Supplied records:
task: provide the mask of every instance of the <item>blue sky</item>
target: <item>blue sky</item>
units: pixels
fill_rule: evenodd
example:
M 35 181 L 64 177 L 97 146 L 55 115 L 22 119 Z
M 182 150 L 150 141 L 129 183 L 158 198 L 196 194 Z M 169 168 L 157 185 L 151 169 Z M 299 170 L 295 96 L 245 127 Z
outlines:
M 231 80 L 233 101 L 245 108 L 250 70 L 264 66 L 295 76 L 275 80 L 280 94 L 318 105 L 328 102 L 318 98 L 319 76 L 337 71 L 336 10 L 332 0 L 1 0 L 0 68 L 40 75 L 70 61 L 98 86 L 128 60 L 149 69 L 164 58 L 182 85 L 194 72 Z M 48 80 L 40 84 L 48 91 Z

Given problem:
Can you give these records again with "blue sky" swapped for "clear sky" everywhere it occurs, leaving everything else unchanged?

Solution to this task:
task: provide the mask of every instance of the <item>clear sky</item>
target: <item>clear sky</item>
units: pixels
fill_rule: evenodd
example:
M 35 181 L 64 177 L 97 146 L 55 115 L 22 119 Z
M 182 150 L 150 141 L 129 183 L 158 198 L 196 194 Z M 169 168 L 157 185 L 151 169 Z M 299 170 L 295 96 L 245 127 Z
outlines:
M 231 80 L 233 101 L 245 108 L 250 70 L 264 66 L 295 76 L 275 80 L 280 94 L 318 105 L 328 102 L 318 98 L 319 76 L 337 71 L 336 10 L 332 0 L 1 0 L 0 68 L 40 75 L 70 61 L 98 86 L 128 60 L 149 69 L 164 58 L 182 85 L 194 72 Z M 48 80 L 40 84 L 48 91 Z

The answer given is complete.